== ASSIGNED TASK ==
Print exactly the lines starting at the one that contains "decaying leaf fragment?" and ending at the last line of the listing below.

== DATA SHOWN ==

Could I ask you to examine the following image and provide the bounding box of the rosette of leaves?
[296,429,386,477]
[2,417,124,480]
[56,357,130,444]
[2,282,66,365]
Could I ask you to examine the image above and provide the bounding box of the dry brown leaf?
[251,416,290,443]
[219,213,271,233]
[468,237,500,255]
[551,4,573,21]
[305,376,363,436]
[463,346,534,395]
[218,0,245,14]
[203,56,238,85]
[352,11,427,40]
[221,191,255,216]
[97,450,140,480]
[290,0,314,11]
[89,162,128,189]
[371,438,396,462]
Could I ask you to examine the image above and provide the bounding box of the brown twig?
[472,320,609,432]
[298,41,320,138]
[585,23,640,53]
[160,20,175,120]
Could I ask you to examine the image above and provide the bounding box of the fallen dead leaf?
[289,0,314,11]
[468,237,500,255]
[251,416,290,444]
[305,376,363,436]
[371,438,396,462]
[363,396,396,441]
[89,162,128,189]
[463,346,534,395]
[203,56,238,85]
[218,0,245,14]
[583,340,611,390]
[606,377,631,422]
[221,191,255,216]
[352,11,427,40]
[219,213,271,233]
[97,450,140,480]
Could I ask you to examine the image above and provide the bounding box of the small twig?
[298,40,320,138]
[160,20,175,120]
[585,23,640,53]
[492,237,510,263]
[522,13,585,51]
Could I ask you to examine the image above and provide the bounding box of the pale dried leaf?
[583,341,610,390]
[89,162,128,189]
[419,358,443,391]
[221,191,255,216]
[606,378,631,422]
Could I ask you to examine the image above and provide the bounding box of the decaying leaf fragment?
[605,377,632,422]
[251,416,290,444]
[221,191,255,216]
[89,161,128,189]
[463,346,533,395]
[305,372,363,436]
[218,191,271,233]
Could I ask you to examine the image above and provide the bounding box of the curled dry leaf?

== TASK RESULT ==
Could I ask you to examine the image above and provide the bounding box of the decaying leaf fragment?
[605,377,632,422]
[251,416,290,444]
[221,191,255,216]
[89,161,128,189]
[463,346,533,395]
[305,372,363,436]
[218,191,271,233]
Could I ask you to examine the image above and provide the bounding box of the curled dry leaf?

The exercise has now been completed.